--- Records from a data collection ---
┄┄┄┄┄┄┄┄┄┄
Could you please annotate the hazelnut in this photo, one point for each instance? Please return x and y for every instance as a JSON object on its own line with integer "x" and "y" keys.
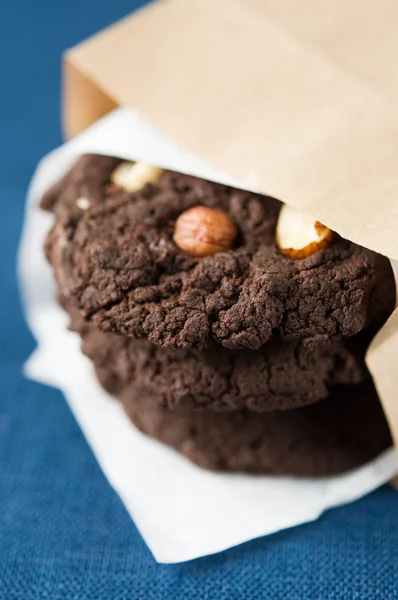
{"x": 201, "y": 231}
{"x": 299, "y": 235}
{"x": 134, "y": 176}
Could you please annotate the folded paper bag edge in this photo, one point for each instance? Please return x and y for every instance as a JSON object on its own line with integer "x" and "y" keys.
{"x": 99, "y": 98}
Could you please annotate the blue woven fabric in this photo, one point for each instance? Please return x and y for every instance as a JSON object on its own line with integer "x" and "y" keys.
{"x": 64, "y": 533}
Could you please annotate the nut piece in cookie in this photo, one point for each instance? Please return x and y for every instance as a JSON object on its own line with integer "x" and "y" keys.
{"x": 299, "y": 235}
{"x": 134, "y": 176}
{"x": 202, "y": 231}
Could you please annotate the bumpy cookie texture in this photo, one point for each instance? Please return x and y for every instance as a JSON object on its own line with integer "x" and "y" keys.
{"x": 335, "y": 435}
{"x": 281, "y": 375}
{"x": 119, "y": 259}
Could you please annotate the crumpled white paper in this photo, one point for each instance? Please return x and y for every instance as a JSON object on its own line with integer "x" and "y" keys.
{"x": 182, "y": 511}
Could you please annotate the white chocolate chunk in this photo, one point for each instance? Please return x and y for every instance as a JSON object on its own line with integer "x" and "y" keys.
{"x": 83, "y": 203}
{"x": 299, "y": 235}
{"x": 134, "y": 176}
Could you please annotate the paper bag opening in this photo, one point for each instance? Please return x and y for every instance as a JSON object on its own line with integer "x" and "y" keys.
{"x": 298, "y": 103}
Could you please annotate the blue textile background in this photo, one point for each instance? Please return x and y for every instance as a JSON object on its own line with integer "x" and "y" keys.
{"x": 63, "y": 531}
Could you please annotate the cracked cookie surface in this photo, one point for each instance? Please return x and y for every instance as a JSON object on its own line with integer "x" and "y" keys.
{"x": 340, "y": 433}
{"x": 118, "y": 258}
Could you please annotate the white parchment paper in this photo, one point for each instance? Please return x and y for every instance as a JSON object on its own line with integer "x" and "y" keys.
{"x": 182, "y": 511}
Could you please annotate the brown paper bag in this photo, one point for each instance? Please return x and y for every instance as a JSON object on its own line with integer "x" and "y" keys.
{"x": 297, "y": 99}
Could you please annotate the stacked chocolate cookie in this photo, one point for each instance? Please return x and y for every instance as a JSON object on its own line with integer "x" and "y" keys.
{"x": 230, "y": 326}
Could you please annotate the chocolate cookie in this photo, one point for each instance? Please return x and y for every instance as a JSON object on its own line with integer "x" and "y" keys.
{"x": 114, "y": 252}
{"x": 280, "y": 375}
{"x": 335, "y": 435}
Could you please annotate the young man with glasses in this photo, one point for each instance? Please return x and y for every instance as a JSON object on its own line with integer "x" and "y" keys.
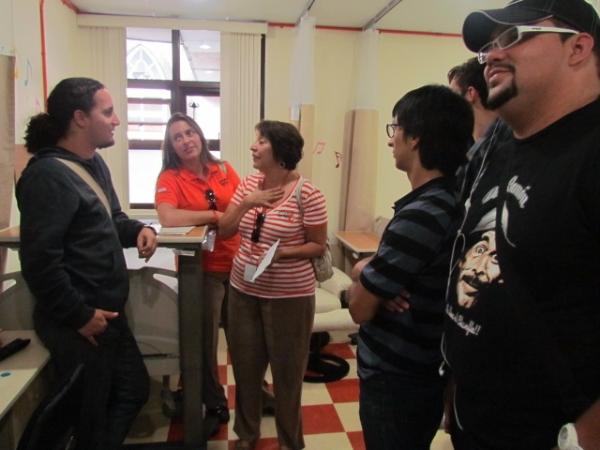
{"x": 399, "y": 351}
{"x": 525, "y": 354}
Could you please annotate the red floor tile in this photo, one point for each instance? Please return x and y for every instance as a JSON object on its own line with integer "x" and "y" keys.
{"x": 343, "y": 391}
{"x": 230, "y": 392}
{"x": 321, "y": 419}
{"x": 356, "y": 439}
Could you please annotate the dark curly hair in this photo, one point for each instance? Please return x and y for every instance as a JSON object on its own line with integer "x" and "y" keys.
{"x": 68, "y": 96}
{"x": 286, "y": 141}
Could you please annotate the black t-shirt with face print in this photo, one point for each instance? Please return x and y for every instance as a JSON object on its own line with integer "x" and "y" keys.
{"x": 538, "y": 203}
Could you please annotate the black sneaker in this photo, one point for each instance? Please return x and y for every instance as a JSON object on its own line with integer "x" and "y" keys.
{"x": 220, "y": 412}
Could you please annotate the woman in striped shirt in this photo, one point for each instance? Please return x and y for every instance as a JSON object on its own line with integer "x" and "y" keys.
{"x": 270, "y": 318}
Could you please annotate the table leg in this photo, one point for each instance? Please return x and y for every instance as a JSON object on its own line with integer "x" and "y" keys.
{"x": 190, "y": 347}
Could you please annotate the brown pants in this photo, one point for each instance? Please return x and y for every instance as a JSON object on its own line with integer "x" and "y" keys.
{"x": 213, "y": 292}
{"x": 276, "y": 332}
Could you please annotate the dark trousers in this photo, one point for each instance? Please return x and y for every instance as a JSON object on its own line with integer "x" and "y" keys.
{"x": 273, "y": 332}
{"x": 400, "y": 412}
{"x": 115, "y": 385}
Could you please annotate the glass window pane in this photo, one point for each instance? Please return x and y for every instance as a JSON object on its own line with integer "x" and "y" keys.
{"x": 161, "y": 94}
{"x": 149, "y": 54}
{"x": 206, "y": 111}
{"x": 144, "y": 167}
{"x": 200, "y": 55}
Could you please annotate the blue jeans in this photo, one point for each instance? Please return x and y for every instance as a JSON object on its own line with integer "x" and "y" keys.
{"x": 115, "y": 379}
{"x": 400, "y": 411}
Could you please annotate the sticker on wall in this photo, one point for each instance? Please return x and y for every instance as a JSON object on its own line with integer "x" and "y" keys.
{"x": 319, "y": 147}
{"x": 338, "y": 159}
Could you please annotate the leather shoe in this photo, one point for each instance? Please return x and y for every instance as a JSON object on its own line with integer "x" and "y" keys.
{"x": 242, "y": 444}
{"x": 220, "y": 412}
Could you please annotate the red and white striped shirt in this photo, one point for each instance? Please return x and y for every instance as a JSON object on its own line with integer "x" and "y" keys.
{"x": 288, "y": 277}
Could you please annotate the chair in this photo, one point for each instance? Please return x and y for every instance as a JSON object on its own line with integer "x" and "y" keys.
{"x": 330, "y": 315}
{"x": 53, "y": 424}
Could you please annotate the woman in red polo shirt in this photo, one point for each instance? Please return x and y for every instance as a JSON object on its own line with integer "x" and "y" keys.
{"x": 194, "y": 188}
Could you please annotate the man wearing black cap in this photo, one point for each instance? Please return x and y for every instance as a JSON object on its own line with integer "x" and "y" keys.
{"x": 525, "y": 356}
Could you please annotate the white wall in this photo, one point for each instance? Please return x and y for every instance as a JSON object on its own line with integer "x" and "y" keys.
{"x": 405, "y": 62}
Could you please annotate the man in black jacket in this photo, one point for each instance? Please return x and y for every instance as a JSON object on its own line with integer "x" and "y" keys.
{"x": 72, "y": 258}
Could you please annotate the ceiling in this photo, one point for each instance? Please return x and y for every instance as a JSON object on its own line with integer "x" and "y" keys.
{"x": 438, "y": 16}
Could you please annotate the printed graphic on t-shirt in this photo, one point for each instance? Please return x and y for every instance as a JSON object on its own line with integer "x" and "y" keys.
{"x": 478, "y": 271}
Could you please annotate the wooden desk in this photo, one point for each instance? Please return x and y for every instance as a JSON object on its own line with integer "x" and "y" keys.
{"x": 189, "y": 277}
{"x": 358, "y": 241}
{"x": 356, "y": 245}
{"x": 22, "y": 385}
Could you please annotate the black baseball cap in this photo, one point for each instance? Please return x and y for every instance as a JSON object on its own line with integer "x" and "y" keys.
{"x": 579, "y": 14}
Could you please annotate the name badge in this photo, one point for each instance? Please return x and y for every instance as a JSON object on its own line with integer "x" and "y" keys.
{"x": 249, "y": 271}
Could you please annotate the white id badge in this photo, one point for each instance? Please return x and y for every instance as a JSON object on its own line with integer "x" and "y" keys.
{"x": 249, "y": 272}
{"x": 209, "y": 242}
┄┄┄┄┄┄┄┄┄┄
--- How to complete this task ---
Return each entry exactly as given. Leave the images out.

--- Solution for this exercise ---
Could you please annotate the hazelnut in this photo, one point for each instance? Please return x and y for every instance as a JSON object on its own line with integer "x" and "y" keys.
{"x": 201, "y": 231}
{"x": 299, "y": 235}
{"x": 134, "y": 176}
Could you please annotate the folded paper bag edge in this photo, one point for each instance? Please return x and y for every instance as a JSON object on its own line with integer "x" and "y" keys.
{"x": 99, "y": 98}
Could you please annotate the blue woven fabric in this photo, one point for each instance? Please return x and y for every instance as a JSON object on its own line with integer "x" and "y" keys.
{"x": 64, "y": 533}
Could you please annotate the nut piece in cookie in this photo, one point for each instance? Please return x and y for every instance as a JSON object on its own line with integer "x" and "y" keys.
{"x": 299, "y": 235}
{"x": 134, "y": 176}
{"x": 202, "y": 231}
Could you please annotate the bumpy cookie texture in this photo, one point for each instance? Please return x and y for every instance as a JSON object on its own line with integer "x" and "y" keys.
{"x": 335, "y": 435}
{"x": 281, "y": 375}
{"x": 119, "y": 259}
Could you please annotate the crumpled white paper in this photo, one point for each instance? Please return x and y for every instance as a JSON object on its own line with integer "x" and "y" keys.
{"x": 182, "y": 511}
Could you please annotate the white chocolate chunk in this photo, one point for each instance? Please return x and y for every instance as a JSON object on its own line with integer "x" and "y" keys.
{"x": 83, "y": 203}
{"x": 299, "y": 235}
{"x": 134, "y": 176}
Could you please annotate the paper bag opening in this photo, one point for each instance? Please return x and y for every instance as a JSON object on its own line with integer "x" and "y" keys.
{"x": 298, "y": 103}
Could you please annotate the blue textile background in this photo, one point for each instance? Please return x and y for every instance as a JSON object on its own line with integer "x" and "y" keys.
{"x": 63, "y": 531}
Could you please annotate the cracked cookie surface in this photo, one point for each instance? Please return x and y for every instance as a JSON object on its own line with integer "x" and "y" keys.
{"x": 340, "y": 433}
{"x": 118, "y": 258}
Could you please annotate the white parchment paper in this photo, one point for each instance? Please return x and y for every instance as a JSON object on its own line with integer "x" and "y" keys.
{"x": 182, "y": 511}
Could you please annotate the brown paper bag in this photo, one point for each instance? Please return x and y for every instance as a JSON object on its own line with integer "x" and "y" keys.
{"x": 297, "y": 99}
Could you please annotate the stacked chocolate cookie in this photo, one point for each instance? Please return x and y for every instance as a JSON object on its own line with integer "x" and "y" keys.
{"x": 230, "y": 326}
Could you please annotate the chocolate cookie in this photo, one point for each instance? Please return x and y for every instance as a JSON object on its own line with integer "x" and "y" keys.
{"x": 114, "y": 252}
{"x": 280, "y": 375}
{"x": 335, "y": 435}
Could you please annotate the young man with glasses in this photo, one point for each instance? Please return x and y for every instance as a JSON object on its own line with integer "x" and "y" keys.
{"x": 399, "y": 351}
{"x": 525, "y": 354}
Could you please annotate the red floor tile in this photo, one point for each instance? Please return x and y for every instance as a JSON object on its own line with integer "x" and "y" keys.
{"x": 343, "y": 391}
{"x": 230, "y": 392}
{"x": 321, "y": 419}
{"x": 356, "y": 439}
Could you please annotate the dark curly hair in this photo, one point for each instance? Please return x and y for every instance as a JSON object on its own line with integer "x" and "y" keys.
{"x": 68, "y": 96}
{"x": 286, "y": 141}
Could you please annotate the black t-shirt with face print in this photo, one point for each instance? Please return x and y for every instance as a JSON object on its own line with integer "x" and "y" keys.
{"x": 538, "y": 203}
Could you please annotate the black sneaker in this photo, one point for each instance? Please return x and y for every instance as a JSON object on its own line with integer "x" and "y" keys.
{"x": 220, "y": 412}
Could you please annotate the woman in striped shirt in this photo, one point for each instance? Please return x and y for every instance as a JSON object on its own line with integer "x" and "y" keys.
{"x": 270, "y": 318}
Could you please annotate the table leg in this photo, one point for each instance? Please return x and y for every instance as a JSON object on its own line with integer "x" and "y" keys.
{"x": 190, "y": 347}
Could you please annotate the brown pants in this photo, one point for each instance? Please return x and y for every instance as a JSON object on its own line with integer "x" and "y" keys.
{"x": 213, "y": 292}
{"x": 276, "y": 332}
Could you please annotate the dark trousers in this photo, one point for each instance? Please return x and y for every instance as a JSON object on its own line with integer "x" and "y" keys.
{"x": 273, "y": 332}
{"x": 400, "y": 412}
{"x": 115, "y": 385}
Could you please annotate the glass window pane in this photo, one point for each instance? Please return x and y for every instance as a JSON object on its own line with integer "x" and "y" keys.
{"x": 161, "y": 94}
{"x": 149, "y": 54}
{"x": 206, "y": 111}
{"x": 144, "y": 167}
{"x": 200, "y": 55}
Could you please annotate the blue jeans in this photo, one point for each instance? Please return x and y for every instance as a JSON object on its own line with integer "x" and "y" keys.
{"x": 115, "y": 379}
{"x": 400, "y": 411}
Could you please annotate the sticker on wall in this photo, one point for each instance? Please return x and y for every instance as a JSON object on its own line with integer "x" and "y" keys.
{"x": 319, "y": 147}
{"x": 338, "y": 159}
Could you please annotate the leather shoe in this photo, one point for each instance? Please return x and y for every instance as a JSON object on its own line with integer "x" and "y" keys.
{"x": 242, "y": 444}
{"x": 220, "y": 412}
Could you please annotate the red and white striped shirt in this photo, one point for each instance? Please return x and y for every instance as a JSON object on its own line with integer "x" and "y" keys.
{"x": 288, "y": 277}
Could you please annotate the chair in this photo, one point for each instance? Please return x and y for every instance as a JSON object on its own line with integer "x" and "y" keys.
{"x": 330, "y": 315}
{"x": 53, "y": 424}
Could you please annotate the woman in red polo shirt in this photo, one point for each instance? Please return x and y for every instance as a JSON object on its own line with integer "x" and "y" keys.
{"x": 194, "y": 188}
Could you please annotate the man wearing black cap in this photo, one point for each instance? Please return x and y for every instance as a JSON object on its own line with integer "x" and "y" keys.
{"x": 525, "y": 356}
Could you please annotate the white wall in this photo, one point for each instance? Please return x and y for every instance as a JSON object on its own line with integer "x" and "y" keys.
{"x": 405, "y": 62}
Could you please annotate the man in black jacket in this photo, one point for each instance? Please return x and y for every instance as a JSON object on its own line with integer "x" and "y" keys.
{"x": 72, "y": 258}
Could you please annotate the ceiling in this photo, one point for each instance? Please return x and y for every instance as a JSON object on its own line with integer "x" and "y" keys.
{"x": 438, "y": 16}
Could you please annotate the printed graphic on t-shirt in this photo, one point for each instance? Please return x and y for every instance as a JSON object on its own line with integer "x" and "y" keys.
{"x": 478, "y": 271}
Could you please annotate the wooden desk in this photo, one point for each instance? Please return x and y for every instance as a JSON object on its own line with integer "x" and "y" keys.
{"x": 189, "y": 277}
{"x": 358, "y": 241}
{"x": 356, "y": 245}
{"x": 22, "y": 385}
Could you please annotate the black baseball cap in this photo, one point for each instance? Please return x and y for every instance as a JSON object on its own line with integer "x" and "y" keys.
{"x": 579, "y": 14}
Could you please annotate the name badge in this photo, one point for each instance? Please return x and y for every instance as a JSON object on its own line with integer "x" and "y" keys.
{"x": 249, "y": 271}
Could you please annotate the white id badge in this photo, one point for each instance? Please return x and y for every instance as a JSON object on its own line with integer "x" and "y" keys.
{"x": 249, "y": 272}
{"x": 209, "y": 242}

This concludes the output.